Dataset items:
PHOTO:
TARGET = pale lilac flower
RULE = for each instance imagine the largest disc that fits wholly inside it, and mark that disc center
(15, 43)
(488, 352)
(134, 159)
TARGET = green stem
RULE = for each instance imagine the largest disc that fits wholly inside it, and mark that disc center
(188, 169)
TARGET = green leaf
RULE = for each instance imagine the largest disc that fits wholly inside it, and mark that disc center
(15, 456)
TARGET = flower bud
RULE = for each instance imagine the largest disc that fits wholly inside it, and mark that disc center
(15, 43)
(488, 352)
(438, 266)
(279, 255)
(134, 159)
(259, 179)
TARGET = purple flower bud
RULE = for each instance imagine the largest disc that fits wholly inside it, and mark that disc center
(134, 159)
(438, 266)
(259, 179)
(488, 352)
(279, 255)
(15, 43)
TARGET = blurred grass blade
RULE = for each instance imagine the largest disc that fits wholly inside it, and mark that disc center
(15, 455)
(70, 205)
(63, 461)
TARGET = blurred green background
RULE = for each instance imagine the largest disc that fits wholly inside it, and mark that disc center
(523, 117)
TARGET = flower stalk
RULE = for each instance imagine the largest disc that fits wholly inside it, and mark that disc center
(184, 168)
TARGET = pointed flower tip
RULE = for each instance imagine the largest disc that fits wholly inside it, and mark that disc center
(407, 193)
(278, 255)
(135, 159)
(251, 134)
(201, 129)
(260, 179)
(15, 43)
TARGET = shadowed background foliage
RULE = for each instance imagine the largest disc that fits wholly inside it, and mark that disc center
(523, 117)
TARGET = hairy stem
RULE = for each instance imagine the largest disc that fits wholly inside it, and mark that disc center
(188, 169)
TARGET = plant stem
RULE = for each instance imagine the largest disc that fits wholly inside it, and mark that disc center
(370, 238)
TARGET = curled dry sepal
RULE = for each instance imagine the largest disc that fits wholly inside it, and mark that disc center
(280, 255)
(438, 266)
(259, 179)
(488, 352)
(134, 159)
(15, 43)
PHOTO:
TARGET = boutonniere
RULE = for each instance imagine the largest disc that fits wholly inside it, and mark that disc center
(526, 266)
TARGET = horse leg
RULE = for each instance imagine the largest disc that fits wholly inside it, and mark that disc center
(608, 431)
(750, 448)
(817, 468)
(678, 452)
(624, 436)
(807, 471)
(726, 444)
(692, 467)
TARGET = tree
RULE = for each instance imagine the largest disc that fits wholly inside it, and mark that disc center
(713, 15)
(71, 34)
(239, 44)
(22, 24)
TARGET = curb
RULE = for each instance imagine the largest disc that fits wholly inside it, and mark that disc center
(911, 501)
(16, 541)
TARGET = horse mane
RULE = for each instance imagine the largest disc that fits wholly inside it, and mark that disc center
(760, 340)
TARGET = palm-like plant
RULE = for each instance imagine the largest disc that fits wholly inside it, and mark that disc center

■ The problem ■
Reproduce all entries. Keep them exact.

■ Solution for this exercise ■
PHOTO:
TARGET = pale lilac flower
RULE = for each instance imagine the largest disc that fits wholly inside it, and mark that disc center
(15, 43)
(488, 352)
(134, 159)
TARGET = green stem
RULE = for each instance imagine the largest disc that fits wholly inside it, and mark that disc center
(188, 169)
TARGET = green leaf
RULE = for each instance imagine the largest disc that fits wholly inside it, and mark that disc center
(15, 456)
TARGET = flower bud
RULE = for each instance imagine the largest disc that fits wholly inside it, and mark that disc center
(15, 43)
(488, 352)
(438, 266)
(279, 255)
(134, 159)
(259, 179)
TARGET = purple flower bud
RULE = for each instance imagine the largest disc that fits wholly inside it, and mark that disc center
(134, 159)
(438, 266)
(259, 179)
(488, 352)
(279, 255)
(15, 43)
TARGET = blurred grass blade
RULE = for each instance imagine the largest disc that fits wholly inside it, and mark that disc center
(15, 455)
(70, 205)
(63, 461)
TARGET = blurred green background
RULE = for each instance imagine the largest disc that fits wholly inside it, and mark that disc center
(523, 117)
TARGET = flower stalk
RULE = for each instance imagine the largest disc that fits wholly inside it, and mark that disc center
(184, 168)
TARGET = pointed flower tip
RULE = for each instance imagine the largest disc that fits wholly inside it, and mark that disc center
(407, 193)
(278, 255)
(135, 159)
(251, 134)
(201, 129)
(260, 179)
(15, 43)
TARGET = shadowed background foliage
RULE = for each instance imagine the largest disc that fits wholly inside it, and mark that disc center
(523, 117)
TARGET = hairy stem
RULE = for each instance imagine the largest disc that fits wholly inside it, and mark that disc center
(188, 169)
TARGET = plant stem
RULE = for each instance imagine the largest disc that fits wholly inside it, and mark that disc center
(370, 238)
TARGET = curled dry sepal
RULE = for each instance imagine the largest disc that fits wholly inside it, and mark that disc center
(280, 255)
(438, 266)
(259, 179)
(488, 352)
(134, 159)
(15, 43)
PHOTO:
TARGET = boutonniere
RULE = for each instance imagine the largest disc that fits wholly inside it, and mark that disc center
(526, 266)
TARGET = horse leg
RULE = for each instance imagine the largest disc that fits wholly inside it, and mark that disc center
(608, 431)
(750, 448)
(817, 468)
(678, 452)
(624, 436)
(807, 471)
(726, 444)
(692, 467)
TARGET = tree
RULE = for each instance imagine the largest disc that fits wholly inside it, and mark that disc center
(713, 15)
(71, 34)
(239, 44)
(22, 24)
TARGET = curb
RULE = for each instance imagine the largest disc that fits wholly inside it, and mark that disc center
(911, 501)
(16, 541)
TARGET = horse mane
RULE = for each instance imagine the largest disc that fits wholly inside it, and mark that disc center
(760, 340)
TARGET = palm-like plant
RULE = for each instance imagine the largest disc that fits wholly inside it, and mark that disc center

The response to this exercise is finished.